What you have to do: Report all lines in the records that hold the string "each".

Stored data below:

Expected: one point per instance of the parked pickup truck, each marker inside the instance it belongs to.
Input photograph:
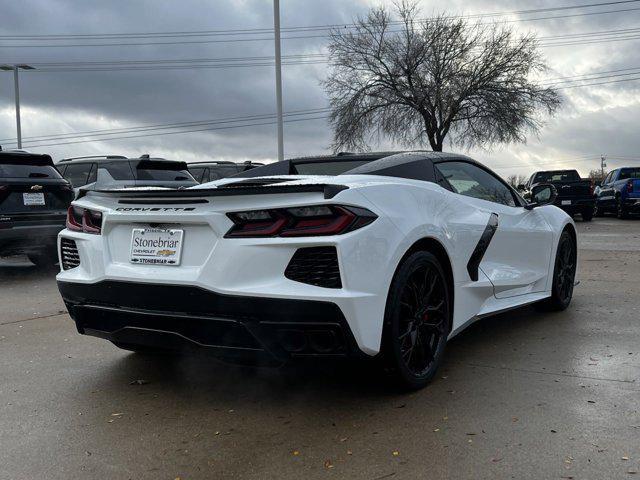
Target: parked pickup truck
(34, 199)
(619, 192)
(575, 195)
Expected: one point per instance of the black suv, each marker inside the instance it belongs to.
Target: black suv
(34, 199)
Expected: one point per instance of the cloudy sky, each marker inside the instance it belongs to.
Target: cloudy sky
(140, 68)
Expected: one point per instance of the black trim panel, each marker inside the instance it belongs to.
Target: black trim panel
(329, 191)
(236, 328)
(476, 257)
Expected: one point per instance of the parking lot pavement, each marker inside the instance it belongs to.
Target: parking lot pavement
(523, 395)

End of Stored data.

Answer space:
Expected: one point per instance of the parked pickup truck, each marker inside the instance it belongs to.
Expected: one point per instance of the black suv, each marker inside the instance it belongs to.
Expected: one point per instance of the cloudy sky, each marker inside the instance it belongs to.
Expected: one point per instance of the black trim panel, each marker inside the instance it belongs to.
Expected: one point per instance of the parking lot pavement, each marker inside the instance it belongs to.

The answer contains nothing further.